Start of EXERCISE INPUTS

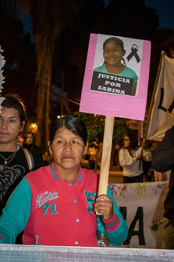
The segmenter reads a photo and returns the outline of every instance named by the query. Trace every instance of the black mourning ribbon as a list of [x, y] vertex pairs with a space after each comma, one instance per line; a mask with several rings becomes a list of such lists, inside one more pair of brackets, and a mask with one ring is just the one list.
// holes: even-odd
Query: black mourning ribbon
[[137, 51], [138, 50], [138, 47], [135, 44], [134, 44], [131, 47], [131, 51], [132, 52], [130, 53], [127, 57], [127, 59], [128, 61], [129, 62], [129, 60], [131, 59], [132, 57], [134, 56], [136, 60], [137, 63], [139, 63], [140, 61], [140, 58], [139, 56], [138, 55], [137, 53]]

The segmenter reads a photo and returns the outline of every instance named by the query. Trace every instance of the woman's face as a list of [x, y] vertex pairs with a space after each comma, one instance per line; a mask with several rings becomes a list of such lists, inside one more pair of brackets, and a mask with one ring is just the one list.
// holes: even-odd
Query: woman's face
[[57, 130], [51, 145], [48, 142], [56, 169], [61, 167], [66, 169], [77, 167], [84, 155], [86, 153], [88, 143], [85, 145], [82, 138], [63, 127]]
[[27, 145], [31, 145], [33, 141], [33, 137], [32, 134], [29, 133], [27, 135], [26, 138], [26, 143]]
[[125, 51], [123, 51], [118, 45], [113, 42], [106, 44], [103, 51], [103, 57], [105, 62], [112, 66], [120, 64]]
[[130, 144], [130, 139], [129, 137], [126, 136], [124, 137], [124, 147], [128, 148]]

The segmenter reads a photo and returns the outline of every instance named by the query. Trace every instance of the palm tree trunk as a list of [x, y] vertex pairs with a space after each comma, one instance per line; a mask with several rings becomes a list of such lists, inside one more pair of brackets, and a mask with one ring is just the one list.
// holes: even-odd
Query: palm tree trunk
[[43, 42], [37, 45], [38, 70], [36, 78], [38, 87], [38, 126], [36, 143], [44, 151], [47, 149], [49, 140], [49, 127], [50, 90], [51, 84], [52, 49], [50, 44], [46, 47]]

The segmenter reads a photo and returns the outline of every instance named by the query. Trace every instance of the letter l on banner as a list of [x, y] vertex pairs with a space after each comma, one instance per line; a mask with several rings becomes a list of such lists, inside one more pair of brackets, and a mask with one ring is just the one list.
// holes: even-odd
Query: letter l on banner
[[146, 137], [147, 140], [159, 141], [161, 141], [166, 132], [174, 125], [174, 61], [164, 51], [161, 56], [161, 69], [156, 91], [154, 90], [154, 103], [149, 113]]

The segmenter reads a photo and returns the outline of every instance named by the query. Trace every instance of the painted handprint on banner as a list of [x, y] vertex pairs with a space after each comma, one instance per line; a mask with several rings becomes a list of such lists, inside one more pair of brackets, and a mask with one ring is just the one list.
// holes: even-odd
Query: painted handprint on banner
[[110, 184], [109, 185], [108, 187], [111, 190], [112, 195], [113, 195], [113, 193], [114, 193], [116, 196], [117, 196], [117, 193], [116, 190], [115, 188], [117, 188], [119, 190], [120, 188], [117, 185], [116, 185], [115, 184]]
[[119, 186], [114, 184], [110, 184], [108, 185], [112, 195], [113, 195], [114, 193], [116, 196], [117, 196], [118, 192], [120, 191], [119, 196], [122, 196], [123, 197], [124, 196], [125, 192], [127, 193], [127, 189], [128, 186], [130, 187], [132, 187], [130, 185], [125, 184], [121, 184]]
[[124, 193], [125, 192], [127, 193], [127, 189], [128, 186], [129, 186], [130, 187], [132, 187], [130, 185], [128, 185], [126, 184], [122, 184], [120, 185], [120, 193], [119, 196], [123, 195], [123, 197], [124, 197]]
[[163, 183], [158, 183], [157, 184], [155, 187], [154, 187], [153, 189], [153, 192], [152, 193], [154, 195], [158, 195], [160, 194], [161, 189], [163, 187]]
[[162, 223], [162, 221], [161, 221], [160, 222], [160, 220], [159, 220], [158, 222], [157, 221], [157, 219], [156, 219], [155, 221], [155, 222], [154, 223], [154, 221], [153, 220], [153, 225], [151, 227], [150, 226], [149, 226], [149, 227], [153, 231], [157, 231], [158, 230], [159, 225], [160, 225]]
[[[141, 184], [142, 184], [143, 185], [142, 185]], [[136, 191], [137, 190], [137, 195], [139, 195], [139, 193], [140, 193], [140, 196], [141, 196], [142, 195], [142, 194], [143, 193], [143, 191], [144, 191], [144, 193], [145, 195], [146, 195], [146, 187], [145, 186], [145, 185], [146, 184], [146, 183], [138, 183], [138, 184], [137, 185], [137, 186], [136, 187], [136, 188], [135, 190], [135, 191]]]

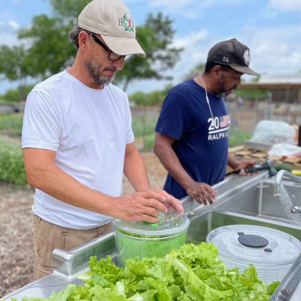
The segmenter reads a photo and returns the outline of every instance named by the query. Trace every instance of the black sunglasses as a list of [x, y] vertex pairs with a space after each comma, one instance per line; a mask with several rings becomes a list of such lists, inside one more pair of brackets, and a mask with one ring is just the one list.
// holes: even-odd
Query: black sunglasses
[[95, 36], [93, 33], [91, 34], [93, 39], [98, 44], [100, 45], [108, 53], [108, 58], [110, 61], [118, 61], [120, 60], [123, 57], [125, 57], [125, 55], [119, 55], [116, 53], [113, 52], [112, 50], [108, 48], [97, 37]]

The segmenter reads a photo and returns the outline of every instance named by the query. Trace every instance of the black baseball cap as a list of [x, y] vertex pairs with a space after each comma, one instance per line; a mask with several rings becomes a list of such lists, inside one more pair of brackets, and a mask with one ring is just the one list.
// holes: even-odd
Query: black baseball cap
[[207, 61], [228, 65], [242, 73], [258, 75], [249, 67], [250, 49], [236, 39], [232, 39], [216, 44], [209, 50]]

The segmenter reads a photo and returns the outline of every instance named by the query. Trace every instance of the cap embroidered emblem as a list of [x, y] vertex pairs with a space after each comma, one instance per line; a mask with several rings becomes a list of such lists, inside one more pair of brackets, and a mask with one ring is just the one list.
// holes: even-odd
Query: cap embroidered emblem
[[244, 53], [244, 61], [246, 65], [249, 65], [250, 63], [250, 51], [247, 49]]
[[122, 23], [125, 30], [128, 31], [134, 31], [135, 27], [134, 22], [132, 22], [132, 17], [128, 13], [124, 14], [122, 18]]

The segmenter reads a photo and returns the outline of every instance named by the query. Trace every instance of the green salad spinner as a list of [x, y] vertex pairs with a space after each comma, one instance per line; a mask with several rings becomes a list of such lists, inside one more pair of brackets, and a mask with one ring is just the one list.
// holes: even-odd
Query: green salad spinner
[[185, 215], [169, 209], [166, 213], [159, 212], [158, 219], [157, 223], [113, 220], [119, 266], [124, 267], [125, 260], [135, 257], [163, 257], [185, 243], [189, 224]]

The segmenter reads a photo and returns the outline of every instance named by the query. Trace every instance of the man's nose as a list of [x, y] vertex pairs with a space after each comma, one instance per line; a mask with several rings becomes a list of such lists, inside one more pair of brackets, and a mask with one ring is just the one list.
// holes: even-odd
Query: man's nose
[[118, 61], [112, 61], [112, 64], [116, 67], [119, 70], [121, 70], [123, 68], [123, 63], [124, 62], [124, 57], [123, 57]]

End of EXERCISE INPUTS

▸ **EXERCISE INSTRUCTIONS**
Return the data verbatim, from the line containing "of the man's" through the final line of the data, both included.

▸ **WRITTEN ANSWER**
The segmenter reads a photo and returns the outline of every instance named by the query. Trace every instance of the man's nose as a list of [x, y] vertex pairs with a space after each comma, one instance per line; a mask with several rings becomes a list of such lists, inside one more pair of brackets, and a mask with one ring is just the one list.
// holes: even-odd
Query: man's nose
[[118, 61], [112, 61], [112, 64], [116, 67], [119, 70], [121, 70], [123, 68], [123, 63], [124, 62], [124, 57], [123, 57]]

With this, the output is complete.